**Texte source**.
● ● ● ● ● ● ●

Photo : Hervé Butel en tête dans la première voie ouverte à Sesto.
L'une des premières fois, si ce n'est la première,
où Hervé parcourut une voie en tête.
Dimanche 6 Novembre 1960 – Ou comment le CAF nous a déçus (Fournier)
Equipe : Fournier du CAF de Pau, Jean, Hervé – Véhicules : voiture
pour Fournier et moi, Vélomoteur pour Hervé – Trajet : Pau-Arudy aller-retour.
Voie Bloc Coincé-Vire
Voie des Soupirs Directe
De l’utilité du CAF. ? Jeudi dernier, en cafistes avertis et
assidus nous nous sommes rendus à la permanence du CAF Section
de Pau rue René Fournetz alias côte du Rat pour participer à
la réunion hebdomadaire du jeudi. Lequel de nous deux, d’Hervé
ou de moi, pensait y trouver l’accorte Anne-Marie, nul ne le
sait plus aujourd’hui. Le pyrénéisme a de ces mystères… Mais
Hervé était capable, s’il l’avait rencontrée, de lui proposer
le porte-bagage de son vélo pour l’amener à Arudy
Toujours est-il que nous nous sommes rabattus sur un vieux
cafiste, pilier intemporel des lieux, le dénommé Fournier,
soupçonné de posséder une voiture. Et pour cela nous nous
sommes conformés au rite des palabres interminables et de
haute tradition ancestrale du CAF et de ses affidés. Presque
toute l’histoire du pyrénéisme y est passée, de Ramond aux
frères Ravier encore peu connus, pour enfin déboucher sur
la huitième merveille des Pyrénées, les Rochers d’Arudy [nous
ne parlions pas encore de Sestograd City]. Les visiter
pour les connaître devenait d’une importance cruciale. Le
futur des grimpeurs de pointe se trouvait là !
D’abord hésitant et un peu sceptique le père Fournier consent
à nous accompagner dimanche prochain aux fameux rochers, pour
se documenter.
Dimanche arrive. Equipé de pied en cap, attendant Fournier et
sa voiture à l’heure convenue, 8h30, Herwick me fait savoir
qu’il n’est pas disponible à cette heure-là, mais qu’il nous
rejoindra plus tard avec son vélomoteur. Et pendant ce temps
je fais le pied de grue en attendant ce damné Fournier qui
n’arrive qu’à 10 heures ! La nuit lui ayant porté mauvais
conseil il est prêt à renoncer sous toutes sortes de prétextes
vaseux. Ce n’est que sous la menace de la destruction de sa
réputation dans le microcosme cafiste qu’il consent enfin à
faire la route jusqu’à Arudy. Avec ces retards accumulés nous
ne devançons Hervé et sa pétrolette que de deux minutes. Nous
nous retrouvons tous les trois sur le parking. Et là Fournier
se dégonfle une fois de plus. Il ne veut pas monter aux rochers,
ne serait-ce que pour les voir (du parking ils sont invisibles).
Il nous faut des trésors de diplomatie pour le décider à enfiler
ses chaussures de montagne et nous suivre.

● ● ● ● ● ● ●

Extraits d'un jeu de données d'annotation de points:
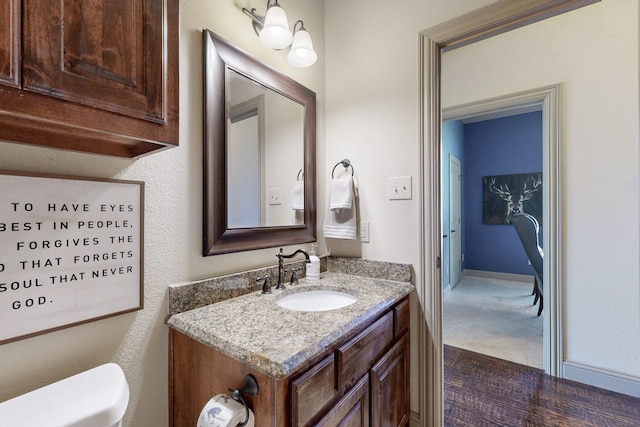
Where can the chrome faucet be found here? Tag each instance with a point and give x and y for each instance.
(281, 256)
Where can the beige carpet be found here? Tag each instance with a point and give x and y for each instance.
(494, 317)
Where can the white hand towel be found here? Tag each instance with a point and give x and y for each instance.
(341, 196)
(297, 202)
(341, 223)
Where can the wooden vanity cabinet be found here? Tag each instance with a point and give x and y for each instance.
(98, 76)
(362, 380)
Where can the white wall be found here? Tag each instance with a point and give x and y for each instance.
(593, 53)
(372, 88)
(373, 101)
(173, 218)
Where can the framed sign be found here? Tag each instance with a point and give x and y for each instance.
(71, 251)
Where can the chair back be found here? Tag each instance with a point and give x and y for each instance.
(527, 228)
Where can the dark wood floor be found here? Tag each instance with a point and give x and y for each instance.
(484, 391)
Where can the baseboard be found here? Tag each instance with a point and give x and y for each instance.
(601, 378)
(500, 276)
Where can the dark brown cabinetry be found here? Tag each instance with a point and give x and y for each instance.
(362, 380)
(98, 76)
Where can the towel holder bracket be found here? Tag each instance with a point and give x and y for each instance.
(346, 163)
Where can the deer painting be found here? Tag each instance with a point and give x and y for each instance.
(506, 195)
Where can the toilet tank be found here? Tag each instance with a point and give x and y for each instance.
(94, 398)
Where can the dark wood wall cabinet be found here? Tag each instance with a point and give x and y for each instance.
(361, 380)
(98, 76)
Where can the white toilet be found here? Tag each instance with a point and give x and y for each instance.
(94, 398)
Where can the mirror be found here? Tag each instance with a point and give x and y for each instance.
(259, 153)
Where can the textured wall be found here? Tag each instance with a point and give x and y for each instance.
(173, 218)
(502, 146)
(593, 53)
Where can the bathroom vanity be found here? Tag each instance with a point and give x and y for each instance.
(347, 366)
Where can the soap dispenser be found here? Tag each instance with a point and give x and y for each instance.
(313, 267)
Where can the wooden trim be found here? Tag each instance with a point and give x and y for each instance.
(219, 56)
(485, 22)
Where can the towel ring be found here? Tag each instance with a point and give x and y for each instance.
(345, 163)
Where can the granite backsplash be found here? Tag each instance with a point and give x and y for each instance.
(192, 295)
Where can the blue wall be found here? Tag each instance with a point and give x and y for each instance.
(452, 143)
(502, 146)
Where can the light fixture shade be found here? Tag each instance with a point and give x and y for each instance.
(302, 53)
(275, 33)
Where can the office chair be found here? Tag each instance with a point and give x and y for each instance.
(527, 228)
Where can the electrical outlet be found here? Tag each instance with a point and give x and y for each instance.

● ● ● ● ● ● ●

**Objectifs**.
[1] Résumez en deux phrases le récit de la sortie à Arudy.
[2] Recopiez le passage du récit allant de « Photo : Hervé » à « voie en tête. ».
[3] Écrivez la suite du récit de la sortie aux rochers d'Arudy à partir de l'endroit où il s'arrête.
La liste constitue un matériau distinct du récit.

**Réponses**.
[1] Lors de la réunion hebdomadaire du CAF de Pau, Hervé et son camarade de cordée persuadent Fournier, vieux cafiste soupçonné de posséder une voiture, de les accompagner le dimanche suivant aux rochers d'Arudy. Ce dimanche-là, Fournier arrive à 10 heures au lieu de 8 h 30, est prêt à renoncer, puis refuse de monter aux rochers depuis le parking, et il faut des trésors de diplomatie pour qu'il les suive.

[2]
Photo : Hervé Butel en tête dans la première voie ouverte à Sesto.
L'une des premières fois, si ce n'est la première,
où Hervé parcourut une voie en tête.

[3]
Il est épuisé par la montée du beau pierrier, orgueil et caution
montagne de ces rochers. Sa journée d’escalade semble s’arrêter
là. Et pourtant nous lui avons concocté un joli programme en
guise d’initiation : la voie devenue classique (en moins d’un
an !) Bloc Coincé-Vire (nous n’avons pas eu la cruauté de v
ouloir le faire passer par le Toit du Bloc Coincé).
Je pars en tête et fais relais sur le Bloc Coincé. Dûment
ficelé et assuré de près Fournier arrive tant bien que mal
sur le Bloc. Ce n’est déjà pas si mal. Il est félicité de
toutes parts. Hervé continue par la Vire, ce qui a pour effet
de déclencher une crise de vertige au malheureux Fournier
qui ne sait plus où donner de la tête. De pâle il tourne au
vert. Selon lui le Bloc Coincé a bougé et va sans doute
s’effondrer. Il faut fuir au plus vite cet endroit malsain !
Il est évident que passer la Vire lui sera impossible aussi
j’intercède à sa demande de le faire descendre au bout de la corde.
Soulagé, Fournier peut nous regarder d’en bas continuer
l’escalade. Je rejoins Herwick en courant presque sur la Vire.
Il continue par le petit dièdre déversé au-dessus de la sortie
de la Vire et qui est peut-être bien du V, puis nous terminons
par la Cheminée Carrée et descendons rejoindre le pauvre Fournier
qui se morfond au bivouac depuis qu’il nous a perdus de vue.
Ne voulant pas le laisser sur l’échec de sa première escalade
nous lui proposons autre chose pour le dédommager. Rien à faire,
il reste soudé au bivouac et nous dit qu’il en a déjà assez fait
pour aujourd’hui. Nous sommes déçus, et notre estime pour ce pilier
du CAF en prend un sacré coup. Dans CAF il y a alpinisme, donc g
rimpe. Il y en a beaucoup comme lui dans ce club ?
Nous n’avons donc aucun scrupule à le laisser languir sur
le plancher des vaches et nous nous attaquons à un « vieux » défi :
la Directe de la voie des Soupirs en V et AII, avec utilisation
d’un coin de bois. Au cours de l’escalade nous laissons tomber
deux pitons et hélons Fournier pour qu’il aille les récupérer.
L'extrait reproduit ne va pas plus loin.